# Exercise
Retype every line of the data below character for character, changing nothing.

--- START OF Supplied records ---

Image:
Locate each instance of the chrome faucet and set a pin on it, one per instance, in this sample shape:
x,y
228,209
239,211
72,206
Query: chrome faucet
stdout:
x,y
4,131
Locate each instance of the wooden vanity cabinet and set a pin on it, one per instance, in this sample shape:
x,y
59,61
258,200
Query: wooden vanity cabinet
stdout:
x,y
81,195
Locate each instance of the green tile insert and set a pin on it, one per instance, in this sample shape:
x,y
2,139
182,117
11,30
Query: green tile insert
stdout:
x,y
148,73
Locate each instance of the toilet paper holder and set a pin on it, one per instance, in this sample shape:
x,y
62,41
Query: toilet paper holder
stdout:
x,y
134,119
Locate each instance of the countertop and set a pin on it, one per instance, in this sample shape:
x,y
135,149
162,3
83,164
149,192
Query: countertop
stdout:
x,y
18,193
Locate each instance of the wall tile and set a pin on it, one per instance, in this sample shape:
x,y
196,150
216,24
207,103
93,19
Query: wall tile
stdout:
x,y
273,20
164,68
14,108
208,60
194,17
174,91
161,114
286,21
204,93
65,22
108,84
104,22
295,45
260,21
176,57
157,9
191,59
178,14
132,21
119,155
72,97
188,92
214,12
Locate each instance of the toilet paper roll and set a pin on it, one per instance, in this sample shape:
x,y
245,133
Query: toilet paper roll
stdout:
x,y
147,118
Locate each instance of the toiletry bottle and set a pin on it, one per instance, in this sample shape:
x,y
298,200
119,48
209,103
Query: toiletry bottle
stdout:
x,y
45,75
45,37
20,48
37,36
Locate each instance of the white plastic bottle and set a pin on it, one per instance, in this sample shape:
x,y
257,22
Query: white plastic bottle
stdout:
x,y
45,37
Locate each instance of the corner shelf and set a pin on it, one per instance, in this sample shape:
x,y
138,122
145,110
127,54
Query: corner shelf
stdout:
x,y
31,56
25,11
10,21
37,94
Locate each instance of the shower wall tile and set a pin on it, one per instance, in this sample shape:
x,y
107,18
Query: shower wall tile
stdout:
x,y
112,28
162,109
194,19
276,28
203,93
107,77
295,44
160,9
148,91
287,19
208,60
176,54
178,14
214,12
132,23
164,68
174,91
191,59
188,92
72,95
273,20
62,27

--- END OF Supplied records ---

# Task solution
Image:
Locate each instance of the chrome faucet and set a pin on it, one per instance, in this sample shape:
x,y
228,209
239,211
72,206
Query: chrome faucet
stdout:
x,y
4,131
Locate each instance of the wooden vanity cabinet and set a pin on it, one per instance, in this sample shape:
x,y
59,61
258,200
Query: wooden vanity cabinet
stdout:
x,y
81,195
Locate each instance of the green tile insert and set a pin on it, one per instance, in this sample shape:
x,y
2,139
182,117
11,30
Query: green tile insert
stdout:
x,y
148,73
Locate each instance of the toilet paper holder and set a pin on it, one per instance, in this sample shape:
x,y
62,41
Query: toilet paper holder
stdout:
x,y
134,119
Locate each instance of the countertop and set a pin on it, one per instance, in this sample shape:
x,y
135,149
162,3
83,164
149,192
Query: countertop
stdout:
x,y
18,193
Locate each instance of the wall tile and set a pin on it, one per instance, in this sample shape:
x,y
196,150
216,24
207,103
93,19
Query: wall tile
stdout:
x,y
273,20
164,68
14,108
208,60
194,17
174,91
161,114
286,21
204,93
65,22
108,84
104,22
295,45
260,21
176,57
157,9
191,59
178,14
132,21
119,155
72,97
188,92
214,12
Locate each instance of the toilet paper roll and set a pin on it, one per instance, in this sample shape:
x,y
245,133
Query: toilet paper roll
stdout:
x,y
147,118
Locate each instance of the toiletry bottle and set a pin on it, one per instance, in this sample shape:
x,y
298,200
119,48
209,103
Query: toiletry bottle
stdout:
x,y
45,75
45,37
20,48
37,36
Locate each instance of the white plastic bottle and set a pin on it, one per instance, in this sample shape:
x,y
257,22
Query: white plastic bottle
stdout:
x,y
45,37
Locate each instance of the corner shelf and set a pin on it, one per instance, in this sample shape:
x,y
138,122
145,110
127,54
Query: corner shelf
stdout:
x,y
31,56
25,11
10,21
37,94
Locate each instance of the shower wall tile and set a pin on it, one per instance, in this sample shape:
x,y
107,18
Query: shower wall tile
stdout:
x,y
112,28
162,109
194,19
276,28
203,93
107,77
295,44
160,9
148,91
287,19
208,60
176,54
178,14
214,12
132,23
164,68
174,91
191,59
188,92
72,95
273,20
62,27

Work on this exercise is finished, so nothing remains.